[What this exercise asks]
#1 In the Wolff interview below, why does Wolff call shareholder control of corporations a "formal right" but not a "substantive right"? Answer in one to three sentences.
#2 According to the Wolff interview below, what was the 2008 economic crisis the closest thing to?
#3 Decide whether each statement agrees with the Wolff interview below. Answer yes or no for each, and quote the words from the interview that settle it.
(a) Wolff says Obama has claimed to be a socialist.
(b) Wolff says Obama's Presidency is carrying on the reversal of the New Deal.
(c) Wolff says most people in capitalist societies have been able to participate significantly in shareholding.

— begin Provided text —

Q: What do you think of President Obama?

Wolff: I look at Obama by linking him and the role he plays to the broad contours of what’s happening in the United States.  The last half-century of American history has been the system-atic rolling back of what had been achieved by the pressure from below in the ’30s and ’40s.

The rollback of the New Deal finally eventuated in 2008 with a really serious economic crisis, which was the closest thing to the Great Depression we’ve ever had. You needed more than ever a distraction, somebody who could seem to be an “outsider,” a fresh new face: a young, active African American. How much more outsider within America can you be?

Of course, it is a remarkable phenomenon that someone kept outside of America—the African American, marginalized, subordinated—could actually find his way into the White House.

But Obama’s Presidency is continuing the reversal of the New Deal. Unfortunately, that’s the role Obama has played and the legacy he’ll leave.

Q: What do you think when people accuse Obama of being a “socialist”?

Wolff: It’s a reflection of the fact that we live in a country that has so confused and demonized socialism that anyone can call anybody the word. It has all the clarity of saying “he’s bad” or “he’s not nice”—the point of it is to condemn, but the term’s so vague and abstract now that it has no meaning.  When it comes from the right it has no more meaning than that Obama is someone who believes the government has an important role to play in economic life. It’s verbal emptiness, a way to get others to think badly about somebody you don’t like.

Certainly, Obama has never claimed to be—nor has he done anything to qualify him as—a socialist by any definition. It’s gibberish.

Q: With power increasingly in the hands of CEOs, there is still a myth that shareholders control corporations.

Wolff: You’re correct, but what you’re referring to is a “formal right,” but not a “substantive right.” Yes, you can buy a share of stock but that doesn’t have any real meaning for a corporation because a tiny segment of U.S. shareholders owns a huge portion of all the shares. Participating in shareholding in any significant way is not something most people in capitalist societies have ever, in fact, been able to do.

— end Provided text —
— begin Given material —

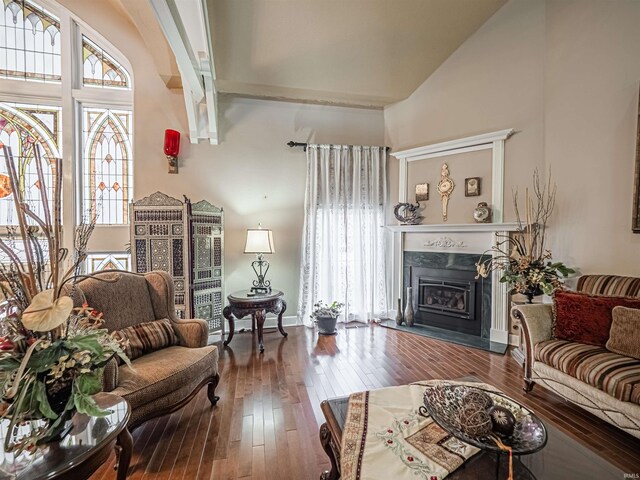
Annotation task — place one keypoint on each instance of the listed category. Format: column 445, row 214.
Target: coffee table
column 561, row 459
column 81, row 452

— end Given material —

[Answers below]
#1 Anyone can buy a share of stock, but that means little for a corporation because a tiny segment of U.S. shareholders owns a huge portion of all the shares. Most people in capitalist societies have never been able to take part in shareholding in any significant way.

#2 The Great Depression.

#3
(a) No: "Obama has never claimed to be—nor has he done anything to qualify him as—a socialist by any definition."
(b) Yes: "But Obama’s Presidency is continuing the reversal of the New Deal."
(c) No: "Participating in shareholding in any significant way is not something most people in capitalist societies have ever, in fact, been able to do."